Excerpted text =>
--------------------------------
The audacity of survival

Though there was also some comic relief, many jokes did not quite land—unfortunate, because comedy is perhaps one of the best genres to hold space for the absurdity of the history of racism in this country, and the audacity of those who continue to survive and navigate within it.

Under the direction of Jerrell L. Henderson, this Thurgood evokes the Broadway production with its minimalist set and styling. Marshall wears a navy suit with a white button-down and red, white, and blue-striped tie (costumes by Levonne Lindsay), alluding to the American flag projected onto a gold-framed wall serving as the stage’s backdrop.

A large desk dominates the center of Roman Tatarowicz’s set, with a lectern, coat rack, and chair with a side table stage right. The sole setting of the play is Howard University in Washington, DC, where Marshall has returned to his alma mater to share his life story. As the play reveals, Howard, supposedly once known as “the Dummy’s Retreat,” is now seen as one of the nation’s premier Historically Black Colleges and Universities (HBCU).

A false assumption?

As a fellow HBCU graduate, I looked around the audience to search for any other face of color. (Alas, when the lights came up, I spotted only three.) So there’s an inherent false assumption here within the performance’s basic premise: that Marshall is speaking somewhat amongst friends intracommunally and, perhaps more specifically, intraracially. Or at least how Stevens, the white and presumably wealthy playwright (he is also a producer, director, and founder of the American Film Institute), imagined Marshall would speak to a predominantly Black and college-educated audience.
--------------------------------
Point labels for objects =>
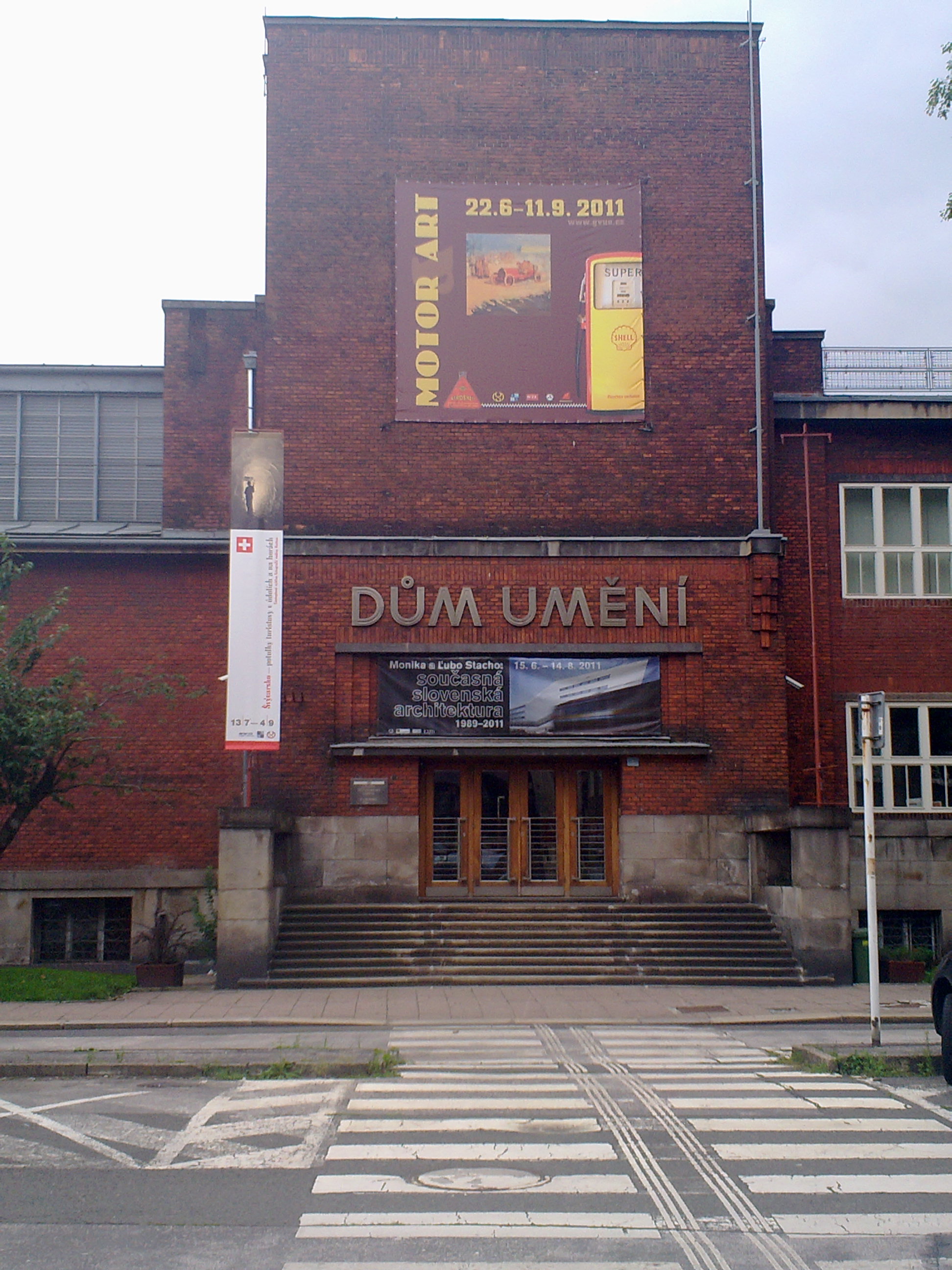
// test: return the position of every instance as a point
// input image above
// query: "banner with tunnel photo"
(422, 695)
(518, 304)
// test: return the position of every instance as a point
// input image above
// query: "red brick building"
(623, 546)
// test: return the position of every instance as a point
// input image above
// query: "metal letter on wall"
(256, 573)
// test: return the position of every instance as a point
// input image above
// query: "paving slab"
(509, 1003)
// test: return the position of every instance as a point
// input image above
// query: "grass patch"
(878, 1067)
(863, 1063)
(385, 1062)
(48, 983)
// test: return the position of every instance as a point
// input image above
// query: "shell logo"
(625, 338)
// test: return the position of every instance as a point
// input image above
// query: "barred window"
(80, 456)
(914, 770)
(897, 540)
(82, 930)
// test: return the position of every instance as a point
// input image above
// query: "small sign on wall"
(370, 790)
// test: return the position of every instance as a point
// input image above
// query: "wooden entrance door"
(520, 830)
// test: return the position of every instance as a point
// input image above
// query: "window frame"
(880, 549)
(889, 765)
(82, 456)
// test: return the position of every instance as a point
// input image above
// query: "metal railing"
(447, 835)
(886, 370)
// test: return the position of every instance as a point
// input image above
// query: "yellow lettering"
(427, 391)
(427, 316)
(427, 226)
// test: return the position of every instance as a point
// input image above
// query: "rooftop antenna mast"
(758, 430)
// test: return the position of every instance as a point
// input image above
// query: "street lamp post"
(873, 718)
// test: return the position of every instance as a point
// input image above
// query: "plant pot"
(160, 975)
(905, 972)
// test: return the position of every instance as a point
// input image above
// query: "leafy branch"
(940, 103)
(59, 732)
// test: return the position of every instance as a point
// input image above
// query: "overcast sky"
(132, 150)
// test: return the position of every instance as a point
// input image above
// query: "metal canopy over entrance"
(540, 827)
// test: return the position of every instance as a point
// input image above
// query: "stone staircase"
(518, 941)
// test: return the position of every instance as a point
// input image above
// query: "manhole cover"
(481, 1179)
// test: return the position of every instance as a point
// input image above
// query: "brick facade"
(670, 501)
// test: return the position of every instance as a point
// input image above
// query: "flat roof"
(508, 23)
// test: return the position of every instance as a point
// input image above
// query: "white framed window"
(913, 773)
(895, 540)
(80, 456)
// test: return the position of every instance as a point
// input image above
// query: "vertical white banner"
(254, 640)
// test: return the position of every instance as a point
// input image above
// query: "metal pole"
(873, 917)
(754, 186)
(250, 361)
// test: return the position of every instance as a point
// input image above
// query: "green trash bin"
(861, 955)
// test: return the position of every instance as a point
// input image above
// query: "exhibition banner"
(513, 696)
(257, 559)
(518, 304)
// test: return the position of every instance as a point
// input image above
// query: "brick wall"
(155, 616)
(355, 107)
(732, 696)
(893, 646)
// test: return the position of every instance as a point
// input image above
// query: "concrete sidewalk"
(202, 1006)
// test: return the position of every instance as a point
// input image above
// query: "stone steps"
(571, 943)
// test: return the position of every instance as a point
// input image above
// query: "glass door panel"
(447, 826)
(494, 826)
(543, 826)
(589, 826)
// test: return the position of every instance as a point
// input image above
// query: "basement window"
(909, 929)
(82, 930)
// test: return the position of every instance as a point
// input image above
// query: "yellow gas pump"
(615, 332)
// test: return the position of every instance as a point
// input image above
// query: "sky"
(132, 150)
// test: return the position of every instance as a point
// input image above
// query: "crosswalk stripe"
(498, 1265)
(387, 1184)
(893, 1224)
(850, 1184)
(743, 1084)
(777, 1103)
(483, 1151)
(813, 1123)
(788, 1101)
(471, 1085)
(833, 1150)
(493, 1224)
(468, 1124)
(461, 1104)
(870, 1265)
(470, 1232)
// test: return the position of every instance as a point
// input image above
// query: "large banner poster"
(518, 696)
(518, 304)
(257, 559)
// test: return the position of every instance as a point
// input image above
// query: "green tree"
(940, 102)
(59, 732)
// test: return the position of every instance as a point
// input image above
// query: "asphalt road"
(650, 1148)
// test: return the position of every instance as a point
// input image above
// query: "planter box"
(905, 972)
(160, 975)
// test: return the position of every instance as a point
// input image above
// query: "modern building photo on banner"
(520, 304)
(512, 696)
(256, 572)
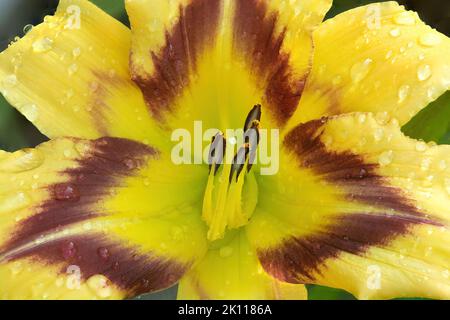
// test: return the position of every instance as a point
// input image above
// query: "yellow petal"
(69, 76)
(214, 59)
(358, 206)
(375, 58)
(107, 218)
(231, 270)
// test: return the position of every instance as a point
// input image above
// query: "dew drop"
(432, 93)
(14, 202)
(430, 39)
(67, 193)
(423, 72)
(31, 112)
(447, 185)
(395, 32)
(42, 45)
(405, 18)
(442, 165)
(360, 70)
(421, 146)
(403, 93)
(103, 253)
(76, 52)
(10, 81)
(27, 28)
(386, 158)
(100, 285)
(68, 250)
(22, 160)
(378, 134)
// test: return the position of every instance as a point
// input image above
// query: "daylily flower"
(101, 211)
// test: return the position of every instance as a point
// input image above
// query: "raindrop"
(27, 28)
(378, 135)
(23, 160)
(42, 45)
(10, 81)
(405, 18)
(31, 112)
(395, 32)
(447, 185)
(103, 253)
(99, 284)
(14, 202)
(432, 93)
(403, 93)
(68, 250)
(76, 52)
(360, 70)
(424, 72)
(73, 68)
(421, 146)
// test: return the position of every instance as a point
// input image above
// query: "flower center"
(231, 192)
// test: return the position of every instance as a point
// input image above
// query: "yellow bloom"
(101, 211)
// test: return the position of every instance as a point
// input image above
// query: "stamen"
(254, 114)
(217, 152)
(224, 205)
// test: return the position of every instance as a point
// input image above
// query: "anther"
(216, 151)
(254, 114)
(239, 161)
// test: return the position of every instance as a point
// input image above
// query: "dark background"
(433, 123)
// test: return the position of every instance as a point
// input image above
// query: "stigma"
(231, 192)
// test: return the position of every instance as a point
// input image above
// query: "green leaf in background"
(10, 138)
(324, 293)
(114, 7)
(432, 123)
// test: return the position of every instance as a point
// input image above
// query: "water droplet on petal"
(442, 165)
(447, 185)
(103, 253)
(10, 81)
(386, 158)
(423, 72)
(27, 28)
(42, 45)
(421, 146)
(360, 70)
(395, 32)
(68, 250)
(430, 39)
(73, 68)
(405, 18)
(14, 202)
(30, 111)
(76, 52)
(22, 160)
(403, 93)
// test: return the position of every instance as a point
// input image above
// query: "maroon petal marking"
(299, 259)
(195, 30)
(124, 265)
(105, 165)
(254, 36)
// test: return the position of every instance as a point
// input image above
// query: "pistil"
(224, 204)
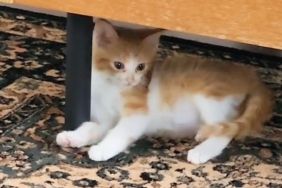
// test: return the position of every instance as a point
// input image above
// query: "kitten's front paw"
(70, 139)
(98, 153)
(197, 156)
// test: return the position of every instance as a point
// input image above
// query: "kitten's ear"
(104, 33)
(151, 41)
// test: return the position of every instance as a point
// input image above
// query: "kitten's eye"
(119, 65)
(140, 67)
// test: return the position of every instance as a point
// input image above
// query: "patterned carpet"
(32, 71)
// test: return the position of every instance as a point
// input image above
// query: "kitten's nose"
(129, 79)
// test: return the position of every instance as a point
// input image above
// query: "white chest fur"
(105, 98)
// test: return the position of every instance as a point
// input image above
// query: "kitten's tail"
(256, 111)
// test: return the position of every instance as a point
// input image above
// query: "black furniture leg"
(78, 73)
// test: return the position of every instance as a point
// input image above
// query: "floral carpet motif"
(32, 75)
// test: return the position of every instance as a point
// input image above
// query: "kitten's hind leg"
(88, 133)
(208, 149)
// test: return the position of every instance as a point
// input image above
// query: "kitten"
(211, 100)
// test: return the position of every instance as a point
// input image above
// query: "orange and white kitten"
(183, 97)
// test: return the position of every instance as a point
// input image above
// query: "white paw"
(70, 139)
(197, 156)
(99, 153)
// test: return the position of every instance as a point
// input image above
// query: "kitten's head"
(124, 56)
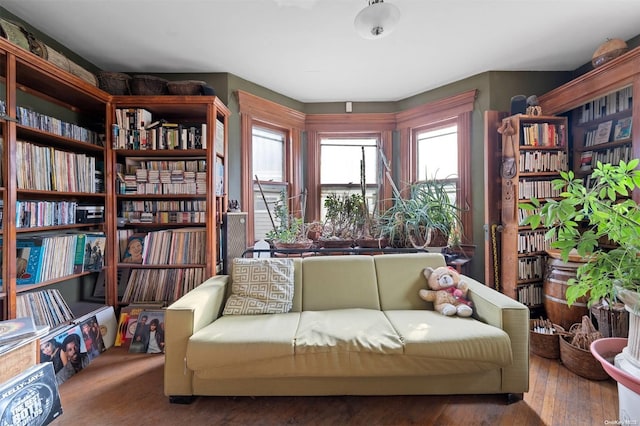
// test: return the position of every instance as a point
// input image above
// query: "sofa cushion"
(346, 330)
(339, 282)
(400, 278)
(451, 341)
(242, 340)
(260, 286)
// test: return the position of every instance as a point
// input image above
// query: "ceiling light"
(377, 20)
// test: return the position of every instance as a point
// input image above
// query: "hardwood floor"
(122, 388)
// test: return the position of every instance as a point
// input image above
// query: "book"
(135, 248)
(31, 397)
(623, 129)
(603, 132)
(91, 335)
(148, 336)
(16, 329)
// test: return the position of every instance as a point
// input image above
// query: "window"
(268, 160)
(270, 147)
(340, 167)
(435, 139)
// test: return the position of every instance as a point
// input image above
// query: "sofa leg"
(181, 399)
(514, 397)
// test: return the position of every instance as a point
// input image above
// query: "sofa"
(355, 325)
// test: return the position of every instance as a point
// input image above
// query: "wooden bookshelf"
(47, 114)
(148, 204)
(538, 145)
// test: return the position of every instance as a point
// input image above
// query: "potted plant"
(340, 222)
(580, 221)
(425, 219)
(289, 232)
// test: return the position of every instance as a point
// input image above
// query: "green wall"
(495, 89)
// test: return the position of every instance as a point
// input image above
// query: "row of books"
(52, 256)
(161, 284)
(167, 247)
(533, 242)
(612, 155)
(603, 106)
(530, 294)
(30, 118)
(543, 134)
(531, 268)
(49, 169)
(542, 161)
(528, 189)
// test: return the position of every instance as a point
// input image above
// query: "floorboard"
(122, 388)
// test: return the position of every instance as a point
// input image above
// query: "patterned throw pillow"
(260, 286)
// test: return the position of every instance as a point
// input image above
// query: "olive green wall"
(495, 89)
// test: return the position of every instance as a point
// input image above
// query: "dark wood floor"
(121, 388)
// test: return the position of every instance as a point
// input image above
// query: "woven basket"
(148, 85)
(580, 361)
(116, 83)
(545, 345)
(186, 87)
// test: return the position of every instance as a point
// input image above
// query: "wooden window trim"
(456, 109)
(261, 112)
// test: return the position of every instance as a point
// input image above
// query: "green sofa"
(357, 327)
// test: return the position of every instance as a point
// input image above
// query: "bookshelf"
(601, 96)
(538, 144)
(168, 154)
(53, 158)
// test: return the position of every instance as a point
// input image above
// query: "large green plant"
(428, 208)
(585, 216)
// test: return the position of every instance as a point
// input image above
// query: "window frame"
(455, 109)
(256, 111)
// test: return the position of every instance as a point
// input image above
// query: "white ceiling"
(308, 49)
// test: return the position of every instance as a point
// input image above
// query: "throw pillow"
(260, 286)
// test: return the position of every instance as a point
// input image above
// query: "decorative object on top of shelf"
(185, 87)
(377, 20)
(14, 33)
(148, 85)
(607, 51)
(533, 107)
(115, 83)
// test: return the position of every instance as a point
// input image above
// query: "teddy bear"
(447, 291)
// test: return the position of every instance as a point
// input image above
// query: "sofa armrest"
(499, 310)
(193, 311)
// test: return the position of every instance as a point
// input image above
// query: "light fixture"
(377, 20)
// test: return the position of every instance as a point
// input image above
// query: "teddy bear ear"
(427, 272)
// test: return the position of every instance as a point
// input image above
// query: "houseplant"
(425, 219)
(581, 220)
(288, 231)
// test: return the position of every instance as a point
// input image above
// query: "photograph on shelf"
(135, 248)
(623, 129)
(149, 334)
(603, 132)
(94, 252)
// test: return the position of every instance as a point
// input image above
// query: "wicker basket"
(580, 361)
(148, 85)
(186, 87)
(116, 83)
(545, 345)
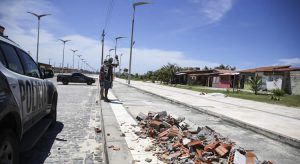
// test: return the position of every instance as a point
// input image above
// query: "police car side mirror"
(48, 74)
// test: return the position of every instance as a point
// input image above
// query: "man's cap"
(110, 60)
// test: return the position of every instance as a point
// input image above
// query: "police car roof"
(7, 40)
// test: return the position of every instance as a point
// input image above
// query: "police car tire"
(53, 114)
(9, 148)
(65, 82)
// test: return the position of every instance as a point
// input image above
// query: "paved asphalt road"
(136, 101)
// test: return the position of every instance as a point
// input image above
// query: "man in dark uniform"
(2, 30)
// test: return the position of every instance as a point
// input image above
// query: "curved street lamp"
(109, 52)
(78, 60)
(73, 56)
(134, 5)
(64, 42)
(38, 37)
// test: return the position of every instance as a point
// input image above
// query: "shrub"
(278, 92)
(255, 83)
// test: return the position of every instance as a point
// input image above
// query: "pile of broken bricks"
(174, 141)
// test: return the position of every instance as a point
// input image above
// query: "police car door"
(15, 73)
(21, 86)
(38, 96)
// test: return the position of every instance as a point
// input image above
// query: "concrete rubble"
(174, 141)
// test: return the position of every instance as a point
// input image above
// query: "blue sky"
(240, 33)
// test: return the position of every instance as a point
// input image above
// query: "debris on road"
(98, 130)
(148, 160)
(114, 147)
(174, 141)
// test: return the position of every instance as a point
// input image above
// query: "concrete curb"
(273, 135)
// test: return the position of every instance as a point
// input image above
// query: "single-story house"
(274, 77)
(216, 78)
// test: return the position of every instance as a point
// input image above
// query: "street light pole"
(38, 37)
(64, 42)
(73, 56)
(78, 60)
(117, 38)
(120, 63)
(132, 29)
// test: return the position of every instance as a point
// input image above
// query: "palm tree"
(255, 84)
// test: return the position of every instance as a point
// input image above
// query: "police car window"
(2, 60)
(30, 66)
(12, 58)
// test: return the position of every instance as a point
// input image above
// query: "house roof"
(207, 72)
(270, 69)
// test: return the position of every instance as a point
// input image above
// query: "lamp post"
(117, 38)
(110, 51)
(132, 29)
(38, 38)
(78, 60)
(120, 63)
(73, 57)
(64, 42)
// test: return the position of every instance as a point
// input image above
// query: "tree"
(255, 84)
(206, 68)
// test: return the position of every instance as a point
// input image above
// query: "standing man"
(2, 30)
(106, 77)
(101, 79)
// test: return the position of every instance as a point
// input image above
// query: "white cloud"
(214, 10)
(290, 61)
(21, 27)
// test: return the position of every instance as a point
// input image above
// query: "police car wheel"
(65, 82)
(9, 151)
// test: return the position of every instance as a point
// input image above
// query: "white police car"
(27, 101)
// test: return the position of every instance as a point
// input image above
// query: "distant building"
(274, 77)
(217, 78)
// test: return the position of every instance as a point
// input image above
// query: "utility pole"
(103, 35)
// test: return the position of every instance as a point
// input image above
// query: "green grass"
(287, 100)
--------------------------------
Work to complete =>
**A)** In the Thurgood review, who designed the costumes?
**B)** How many lines of the entries contain the string "grass"? Give only the number.
The text and the entries come from unrelated sources.

Answers to each task =>
**A)** Levonne Lindsay

**B)** 2